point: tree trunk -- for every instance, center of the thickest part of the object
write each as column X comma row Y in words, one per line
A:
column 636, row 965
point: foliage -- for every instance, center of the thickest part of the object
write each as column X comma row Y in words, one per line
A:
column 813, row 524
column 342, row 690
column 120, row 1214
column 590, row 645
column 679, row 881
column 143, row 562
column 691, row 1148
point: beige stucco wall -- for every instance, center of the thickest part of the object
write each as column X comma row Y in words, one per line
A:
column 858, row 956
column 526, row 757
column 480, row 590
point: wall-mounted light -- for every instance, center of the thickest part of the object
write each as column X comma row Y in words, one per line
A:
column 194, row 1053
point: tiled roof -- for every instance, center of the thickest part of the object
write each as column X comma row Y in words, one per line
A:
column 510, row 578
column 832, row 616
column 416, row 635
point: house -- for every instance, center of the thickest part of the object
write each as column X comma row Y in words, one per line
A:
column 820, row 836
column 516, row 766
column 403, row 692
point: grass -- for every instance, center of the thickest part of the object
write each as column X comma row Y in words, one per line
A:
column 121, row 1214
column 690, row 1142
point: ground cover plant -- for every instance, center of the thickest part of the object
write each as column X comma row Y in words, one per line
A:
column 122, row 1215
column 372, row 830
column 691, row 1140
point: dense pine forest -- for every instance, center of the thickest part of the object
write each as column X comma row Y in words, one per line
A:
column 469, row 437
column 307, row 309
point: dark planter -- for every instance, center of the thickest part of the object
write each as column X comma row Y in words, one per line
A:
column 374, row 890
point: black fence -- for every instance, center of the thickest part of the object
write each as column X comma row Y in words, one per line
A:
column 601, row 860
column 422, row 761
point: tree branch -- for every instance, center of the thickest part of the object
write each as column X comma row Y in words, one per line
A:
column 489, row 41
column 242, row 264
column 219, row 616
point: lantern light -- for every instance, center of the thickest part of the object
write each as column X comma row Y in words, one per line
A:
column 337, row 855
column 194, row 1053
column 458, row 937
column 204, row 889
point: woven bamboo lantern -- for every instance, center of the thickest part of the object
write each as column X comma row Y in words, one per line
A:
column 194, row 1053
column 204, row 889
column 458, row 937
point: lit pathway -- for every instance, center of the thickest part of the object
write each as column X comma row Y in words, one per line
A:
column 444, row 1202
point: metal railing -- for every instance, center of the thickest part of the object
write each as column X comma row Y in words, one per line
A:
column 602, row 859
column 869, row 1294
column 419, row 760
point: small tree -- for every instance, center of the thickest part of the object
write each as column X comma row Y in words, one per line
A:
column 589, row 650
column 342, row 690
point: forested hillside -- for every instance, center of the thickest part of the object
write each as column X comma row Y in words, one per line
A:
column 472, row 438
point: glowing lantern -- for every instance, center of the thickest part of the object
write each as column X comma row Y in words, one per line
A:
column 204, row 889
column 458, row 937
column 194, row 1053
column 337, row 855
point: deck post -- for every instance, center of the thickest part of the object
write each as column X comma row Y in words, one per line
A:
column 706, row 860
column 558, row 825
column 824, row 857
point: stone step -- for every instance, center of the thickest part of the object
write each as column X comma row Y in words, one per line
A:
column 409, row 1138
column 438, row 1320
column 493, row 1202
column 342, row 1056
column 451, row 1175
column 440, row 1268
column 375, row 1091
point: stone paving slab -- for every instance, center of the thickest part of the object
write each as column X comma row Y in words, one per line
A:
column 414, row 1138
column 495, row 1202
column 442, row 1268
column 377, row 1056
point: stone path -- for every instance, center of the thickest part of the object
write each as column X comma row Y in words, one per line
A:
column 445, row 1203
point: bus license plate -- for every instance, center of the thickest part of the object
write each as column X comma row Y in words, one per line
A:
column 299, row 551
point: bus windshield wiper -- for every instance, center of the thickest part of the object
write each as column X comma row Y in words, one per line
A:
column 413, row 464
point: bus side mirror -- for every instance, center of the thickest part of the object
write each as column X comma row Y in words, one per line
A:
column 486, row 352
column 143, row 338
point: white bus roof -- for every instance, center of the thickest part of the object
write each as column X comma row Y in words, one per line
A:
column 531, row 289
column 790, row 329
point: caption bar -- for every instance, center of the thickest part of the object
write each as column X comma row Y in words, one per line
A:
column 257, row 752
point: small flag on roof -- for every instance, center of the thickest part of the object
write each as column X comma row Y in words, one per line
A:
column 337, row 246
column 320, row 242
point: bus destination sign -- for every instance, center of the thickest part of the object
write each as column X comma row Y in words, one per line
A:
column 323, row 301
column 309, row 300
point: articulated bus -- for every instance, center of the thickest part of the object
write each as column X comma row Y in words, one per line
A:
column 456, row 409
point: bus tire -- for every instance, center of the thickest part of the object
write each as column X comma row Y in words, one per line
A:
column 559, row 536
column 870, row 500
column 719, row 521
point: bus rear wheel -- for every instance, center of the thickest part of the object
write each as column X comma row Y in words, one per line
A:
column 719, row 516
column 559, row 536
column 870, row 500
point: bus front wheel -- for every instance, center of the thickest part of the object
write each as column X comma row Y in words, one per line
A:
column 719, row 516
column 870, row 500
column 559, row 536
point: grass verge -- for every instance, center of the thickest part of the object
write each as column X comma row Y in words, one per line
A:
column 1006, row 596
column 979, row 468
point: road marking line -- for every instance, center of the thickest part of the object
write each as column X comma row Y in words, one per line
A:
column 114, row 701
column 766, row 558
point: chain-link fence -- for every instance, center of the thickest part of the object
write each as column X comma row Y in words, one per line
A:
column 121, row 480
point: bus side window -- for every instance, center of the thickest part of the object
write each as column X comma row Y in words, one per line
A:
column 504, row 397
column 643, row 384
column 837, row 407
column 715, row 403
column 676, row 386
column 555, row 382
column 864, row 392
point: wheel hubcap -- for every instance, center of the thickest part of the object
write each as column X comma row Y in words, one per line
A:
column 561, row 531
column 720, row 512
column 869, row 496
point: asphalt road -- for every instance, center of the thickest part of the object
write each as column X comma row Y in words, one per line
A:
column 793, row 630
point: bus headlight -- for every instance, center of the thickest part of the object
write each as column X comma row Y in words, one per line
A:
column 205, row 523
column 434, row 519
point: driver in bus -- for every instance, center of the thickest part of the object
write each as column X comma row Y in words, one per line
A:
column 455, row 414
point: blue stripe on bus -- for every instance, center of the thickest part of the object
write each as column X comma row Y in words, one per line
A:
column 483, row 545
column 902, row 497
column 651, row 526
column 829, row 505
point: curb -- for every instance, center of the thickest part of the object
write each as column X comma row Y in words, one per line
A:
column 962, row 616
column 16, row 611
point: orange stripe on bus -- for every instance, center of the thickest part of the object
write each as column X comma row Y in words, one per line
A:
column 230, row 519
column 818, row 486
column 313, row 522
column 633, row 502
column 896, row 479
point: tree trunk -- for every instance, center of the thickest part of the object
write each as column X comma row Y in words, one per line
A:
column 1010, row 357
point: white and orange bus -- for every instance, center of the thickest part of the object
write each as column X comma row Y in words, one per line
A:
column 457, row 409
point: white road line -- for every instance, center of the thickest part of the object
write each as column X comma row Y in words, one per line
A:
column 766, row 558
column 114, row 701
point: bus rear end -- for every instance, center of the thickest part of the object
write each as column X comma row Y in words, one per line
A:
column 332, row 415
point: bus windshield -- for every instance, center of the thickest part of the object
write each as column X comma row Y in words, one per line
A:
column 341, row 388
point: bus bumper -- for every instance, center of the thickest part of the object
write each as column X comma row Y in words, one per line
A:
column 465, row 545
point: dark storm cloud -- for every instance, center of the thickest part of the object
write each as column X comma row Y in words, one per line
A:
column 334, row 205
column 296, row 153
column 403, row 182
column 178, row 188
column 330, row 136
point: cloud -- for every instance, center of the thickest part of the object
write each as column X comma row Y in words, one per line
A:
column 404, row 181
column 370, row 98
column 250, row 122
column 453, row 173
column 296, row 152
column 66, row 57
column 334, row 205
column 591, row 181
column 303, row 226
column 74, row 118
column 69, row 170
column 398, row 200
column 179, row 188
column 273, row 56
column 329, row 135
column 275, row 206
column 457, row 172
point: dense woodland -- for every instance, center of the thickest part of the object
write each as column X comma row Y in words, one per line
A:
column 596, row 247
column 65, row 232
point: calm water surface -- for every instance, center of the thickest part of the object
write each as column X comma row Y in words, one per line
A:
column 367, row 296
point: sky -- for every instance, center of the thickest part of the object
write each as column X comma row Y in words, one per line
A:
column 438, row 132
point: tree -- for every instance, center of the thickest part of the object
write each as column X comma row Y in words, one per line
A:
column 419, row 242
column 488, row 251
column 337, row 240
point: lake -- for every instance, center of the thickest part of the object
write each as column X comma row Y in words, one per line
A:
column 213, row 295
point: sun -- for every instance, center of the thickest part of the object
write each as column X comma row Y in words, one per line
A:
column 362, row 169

- [Aim of the task]:
Copy exactly the lines of the listing above, beginning at the line with "point: calm water" and ending at its final line; write out nothing else.

- [Complete response]:
point: calm water surface -- for every instance, center of the thickest part of the object
write each as column X comma row Y in words, one per line
A:
column 367, row 296
point: sky -- for every instance, center of the thickest part of the object
write each as column X comma row Y in words, one per line
A:
column 438, row 132
point: tree -- for every instance, center of the thickest part of the object
write each as column X comma row Y in words, one per line
A:
column 419, row 242
column 488, row 251
column 337, row 240
point: lake -- for every instance, center of the thickest part of the object
write each as column X comma row Y in words, one per line
A:
column 213, row 295
point: sun -- for every instance, center of the thickest part of the object
write each as column X comma row Y in words, one per line
A:
column 362, row 169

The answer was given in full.